[LCM Events] RE: Reply to Pierre

NAME REMOVED XXXXXXXXXXXXXX at mit.EDU
Fri May 13 08:58:12 EDT 2005


Agreeing on the ultimate fate of 300,000 Palestinian refugees and Shebaa
farms is potentially easier than that of Palestine, Jerusalem, the
Golan, though of course all of these issues are related.  Egypt and
Jordan were able to cooperate with Israel despite criticisms, and there
is no question that the economic benefits from cooperation with Israel
are huge. The Lebanese are incapable of doing this because one minority
groups becomes paranoid that the other minority group is using Israel
for its own gain. In that sense it is maybe not viable.

-----Original Message-----
From: R//H [mailto:rhartm1 at yahoo.com] 
Sent: Friday, May 13, 2005 12:40 AM
To: NAME REMOVED
Cc: 'LCM Events'
Subject: Reply to Pierre


 You are saying that piecemeal peace with Israel is
viable. I don't see how.
 --Randa

....................................................

Data listing:
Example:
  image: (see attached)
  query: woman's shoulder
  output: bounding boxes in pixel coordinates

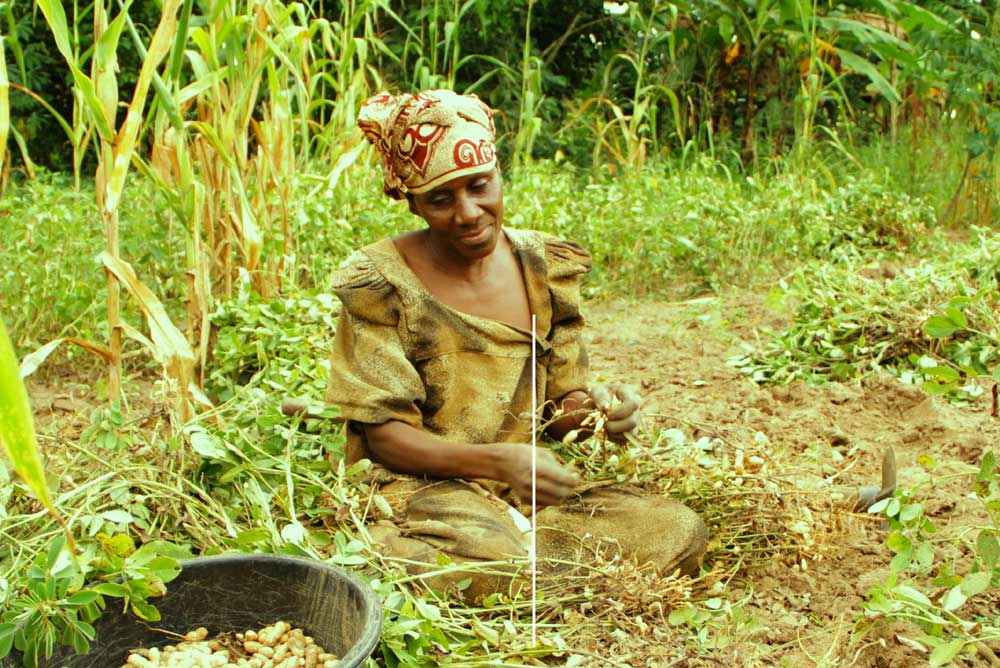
[507,228,593,278]
[331,239,399,321]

Jobs:
A) In the mailing-list post on peace with Israel, translate this sentence into Spanish: "Egypt and Jordan were able to cooperate with Israel despite criticisms, and there is no question that the economic benefits from cooperation with Israel are huge."
B) Extend the mailing-list post on peace with Israel past its final line, keeping the same email-thread style.

Answers for the exercise:
A) Egipto y Jordania pudieron cooperar con Israel a pesar de las críticas, y no cabe duda de que los beneficios económicos de la cooperación con Israel son enormes.

B)
--- NAME REMOVED <XXXXXXXXXXXXXX at mit.EDU> wrote:

 Hi 

My name is Pierre I am new to the group.  I have a
simple point to make:
 
Talking about the legitimacy of Lebanon as a country
is in terms of its policy towards Israel--with the
presumption that being allied with Israel is
categorically bad for the country and unrepresentative
of the collective interest of the Lebanese
population--
is completely ridiculous.  This is what the woman was
insinuating in her reference to Zionist interests, the
lobbies in Washington, the evangelical Christians, and
whatever else.  We are entitled to view the policy of
Israel towards the Palestinians and towards Syria as
unjust, but this should in no way concern Lebanon. 
Lebanon's disagreements with Israel are arguably more
amenable to compromise, and the responsibility of the
Lebanese government is to defend its country's
interests, not the Palestinians' or Syrians'. That's
simply what good foreign policy is. In this respect, I
think the woman's comments were misguided.
 
On the other hand, she could have said more properly
that the minorities in Lebanon are often tempted to
use their connections with foreign powers as a means
of empowering themselves within their country relative
to their rival minorities.  This is not specific to
the Maronites of course, so there is no reason to just
pick on them.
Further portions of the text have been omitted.